## Instructions for the task:
Rescale the entries below by rewriting every line of each entry in full. Multiply each coordinate in the answers by 2.55 and round to the nearest whole number, rounding halves up, while keeping the other lines unchanged.

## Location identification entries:
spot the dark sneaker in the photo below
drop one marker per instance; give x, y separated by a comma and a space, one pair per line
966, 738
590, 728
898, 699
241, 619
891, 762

## Written response:
spot the dark sneaker in the photo below
drop one marker per instance; give x, y separated by a comma and a space, one pair per line
2463, 1882
1505, 1856
2290, 1782
615, 1578
2272, 1943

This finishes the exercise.